# WORK INSTRUCTION:
Please write out all of the entries beneath this line exactly, skipping the pictures.

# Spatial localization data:
*** Block opens ***

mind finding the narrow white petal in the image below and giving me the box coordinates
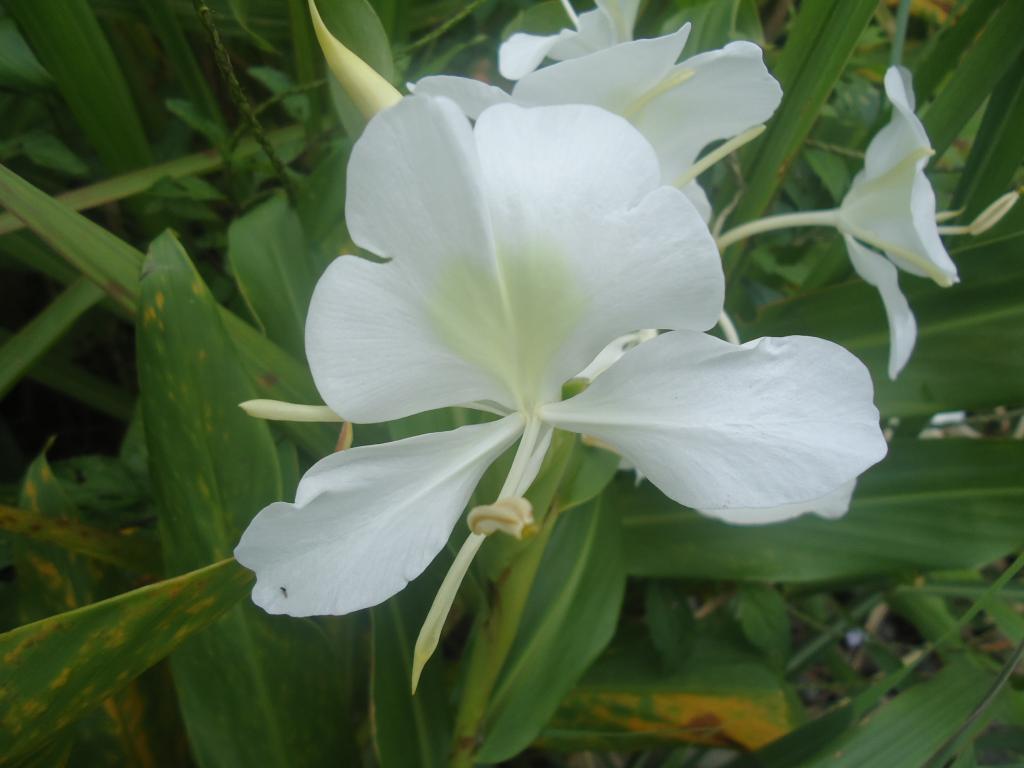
[843,235,917,379]
[594,0,640,42]
[499,31,572,80]
[235,415,524,617]
[306,255,514,422]
[541,331,886,510]
[700,480,856,525]
[412,75,512,119]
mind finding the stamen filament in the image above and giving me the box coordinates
[239,399,343,422]
[559,0,579,26]
[674,125,766,189]
[937,191,1019,237]
[716,209,840,250]
[624,68,695,118]
[718,310,741,345]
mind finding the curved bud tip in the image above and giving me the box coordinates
[467,497,534,539]
[308,0,401,119]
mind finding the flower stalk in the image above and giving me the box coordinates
[716,209,839,250]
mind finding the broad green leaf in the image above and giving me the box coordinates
[0,278,103,399]
[371,565,452,768]
[724,0,877,237]
[953,51,1024,218]
[0,17,52,91]
[920,1,1024,158]
[644,581,697,672]
[5,0,151,172]
[136,231,355,767]
[0,503,157,575]
[0,558,251,764]
[540,623,799,752]
[621,440,1024,582]
[799,661,995,767]
[477,495,626,762]
[913,0,1003,105]
[227,193,317,358]
[739,211,1024,418]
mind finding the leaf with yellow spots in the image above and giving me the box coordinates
[0,558,251,764]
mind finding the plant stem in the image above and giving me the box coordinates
[715,209,839,250]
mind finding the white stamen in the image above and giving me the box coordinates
[718,310,741,345]
[624,68,695,118]
[239,399,343,422]
[716,209,840,250]
[559,0,579,26]
[674,125,766,189]
[937,191,1019,236]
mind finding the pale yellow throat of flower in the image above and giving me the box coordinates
[428,246,587,411]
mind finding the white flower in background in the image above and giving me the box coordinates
[415,23,781,221]
[498,0,640,80]
[234,96,886,683]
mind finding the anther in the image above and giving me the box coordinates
[467,497,535,539]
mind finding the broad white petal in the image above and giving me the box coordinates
[472,103,723,404]
[412,75,512,119]
[681,180,712,223]
[549,9,617,59]
[634,42,782,182]
[541,331,886,510]
[700,480,856,525]
[306,256,513,422]
[235,415,524,617]
[499,30,574,80]
[345,95,497,286]
[512,26,690,114]
[844,235,917,380]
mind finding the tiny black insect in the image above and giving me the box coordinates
[279,586,288,598]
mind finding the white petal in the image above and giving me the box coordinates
[345,95,497,286]
[235,415,524,617]
[512,26,690,115]
[633,42,783,182]
[594,0,641,42]
[540,331,887,510]
[840,67,958,285]
[681,180,712,223]
[306,255,513,422]
[844,235,917,380]
[472,103,723,404]
[499,31,573,80]
[700,480,856,525]
[549,9,617,59]
[411,75,512,119]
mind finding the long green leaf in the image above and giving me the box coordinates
[5,0,152,172]
[136,231,355,767]
[724,0,877,233]
[913,0,1003,105]
[0,278,104,399]
[621,440,1024,582]
[0,558,252,764]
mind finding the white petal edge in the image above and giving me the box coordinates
[412,75,512,119]
[700,480,856,525]
[499,31,572,80]
[540,331,887,510]
[235,414,525,617]
[843,235,917,380]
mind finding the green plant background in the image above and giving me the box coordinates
[1,0,1022,766]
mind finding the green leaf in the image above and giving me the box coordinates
[18,133,89,177]
[136,231,355,767]
[735,585,791,669]
[621,439,1024,582]
[724,0,877,235]
[477,495,626,763]
[227,193,317,358]
[0,17,52,91]
[5,0,152,172]
[540,622,800,752]
[920,1,1024,158]
[0,558,252,764]
[0,278,103,399]
[913,0,1003,105]
[739,211,1024,418]
[0,503,158,575]
[371,566,452,768]
[799,661,995,767]
[644,581,697,672]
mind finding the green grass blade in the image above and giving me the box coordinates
[5,0,152,172]
[0,278,104,399]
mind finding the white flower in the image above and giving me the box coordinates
[838,66,957,378]
[234,96,886,624]
[498,0,641,80]
[415,24,782,221]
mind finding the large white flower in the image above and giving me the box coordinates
[415,24,782,221]
[498,0,640,80]
[234,96,886,626]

*** Block closes ***

# COMPLETED TASK:
mind finding the narrow white petal in the image below and giving me the box coordinates
[843,235,917,379]
[594,0,640,42]
[499,31,572,80]
[235,415,524,617]
[306,255,514,422]
[541,331,886,510]
[700,480,856,525]
[412,75,512,119]
mind finding the stamen filament in the image above and giving me the box coordinates
[239,399,343,422]
[559,0,579,26]
[674,125,766,189]
[937,191,1019,237]
[716,209,840,250]
[624,68,695,118]
[718,310,741,345]
mind finding the curved bud tip in the image above and giving me the box coordinates
[467,497,534,539]
[308,0,401,119]
mind finding the flower stalk in the image above and giving me the box coordinates
[716,209,839,250]
mind finding the broad green leaf in the image above and giving me the box coordinates
[0,278,103,399]
[371,565,452,768]
[724,0,877,237]
[953,51,1024,218]
[0,17,52,91]
[920,1,1024,158]
[644,581,697,672]
[5,0,151,172]
[136,231,355,767]
[0,503,157,575]
[0,558,251,764]
[540,623,799,752]
[621,440,1024,582]
[799,661,995,767]
[477,495,626,762]
[913,0,1003,105]
[227,193,317,358]
[739,211,1024,418]
mind finding the leaf with yellow spots in the image above and giving me the box coordinates
[0,558,251,764]
mind finding the plant stem in the image above and giving me the box coordinates
[715,209,839,250]
mind finding the white stamen in the image above and giving me the box coordinates
[718,310,741,345]
[624,68,695,118]
[239,399,343,422]
[716,209,840,250]
[559,0,579,26]
[674,125,766,189]
[937,191,1019,236]
mind finding the pale yellow throat of flower in the image above and giving me the box coordinates
[428,246,587,411]
mind finding the white flower in background in the image above and giving me the box coordinates
[415,23,781,221]
[498,0,640,80]
[234,96,886,683]
mind finding the anther in the image above and giving me the box coordinates
[467,497,535,539]
mind finding the broad white petal in the image above and giving me the box coordinates
[472,103,723,404]
[412,75,512,119]
[681,180,712,223]
[549,9,617,59]
[634,42,782,182]
[541,331,886,510]
[700,480,856,525]
[306,256,513,422]
[235,415,524,617]
[499,30,574,80]
[345,95,497,286]
[512,26,690,114]
[844,235,917,380]
mind finding the tiny black insect in the image above and giving me the box coordinates
[279,586,288,598]
mind finding the white petal in the image above and giving me the box coordinates
[345,95,497,286]
[235,415,524,617]
[512,26,690,115]
[633,42,783,182]
[594,0,641,42]
[540,331,887,510]
[840,67,958,285]
[681,180,712,223]
[306,255,513,422]
[844,235,917,380]
[472,103,723,404]
[499,31,573,80]
[700,480,856,525]
[549,9,617,59]
[411,75,512,119]
mind finding the long green leaf in the image above and giving me the box coordinates
[5,0,152,172]
[136,231,355,767]
[724,0,877,233]
[913,0,1003,105]
[0,278,104,399]
[621,440,1024,582]
[0,558,252,764]
mind finding the white petal edge in the image above and giving me the box coordinates
[412,75,512,119]
[700,480,856,525]
[499,31,572,80]
[540,331,887,510]
[235,414,525,617]
[843,235,917,380]
mind finding the green plant background in the image above and giving me the box coordinates
[1,0,1022,766]
mind finding the green leaf in the image above and giving me the box coordinates
[18,133,89,177]
[136,231,355,767]
[735,585,791,669]
[621,439,1024,582]
[724,0,877,235]
[477,495,626,763]
[227,193,317,358]
[0,17,52,91]
[5,0,152,172]
[540,622,800,752]
[920,1,1024,158]
[0,558,252,764]
[0,278,103,399]
[913,0,1003,105]
[739,211,1024,418]
[0,503,158,575]
[371,566,452,768]
[799,661,995,767]
[644,581,697,672]
mind finding the green grass blade in the image above and giving me the box coordinates
[5,0,152,172]
[0,278,104,399]
mind finding the white flower in the image above and giving me the box coordinates
[838,66,957,378]
[234,96,886,624]
[498,0,641,80]
[415,24,782,221]
mind finding the large white flower in the image above and giving me the box coordinates
[415,24,782,221]
[498,0,640,80]
[234,96,886,626]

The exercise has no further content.